▶ _WORK TO DO_:
Lay out every line of the records below as a numbered list, leaving out blank lines.

▶ _DATASET RECORDS_:

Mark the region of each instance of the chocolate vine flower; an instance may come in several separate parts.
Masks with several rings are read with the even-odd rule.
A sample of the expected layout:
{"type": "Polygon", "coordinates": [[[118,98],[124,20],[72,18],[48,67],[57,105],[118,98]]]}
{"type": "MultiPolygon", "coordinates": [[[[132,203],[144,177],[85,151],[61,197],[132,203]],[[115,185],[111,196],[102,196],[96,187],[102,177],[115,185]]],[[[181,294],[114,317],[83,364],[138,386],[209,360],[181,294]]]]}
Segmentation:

▶ _REPLY_:
1. Mark the region of each instance of the chocolate vine flower; an instance may come in several separate parts.
2. Masks with several rings are read with the even-odd rule.
3. A sample of the expected layout:
4. {"type": "Polygon", "coordinates": [[[118,98],[124,20],[72,18],[48,67],[57,105],[118,98]]]}
5. {"type": "MultiPolygon", "coordinates": [[[[132,203],[144,177],[85,151],[61,197],[132,203]],[[115,185],[111,196],[102,196],[96,187],[102,177],[115,185]]],[[[181,294],[114,317],[83,364],[138,386],[209,360],[181,294]]]]}
6. Segmentation:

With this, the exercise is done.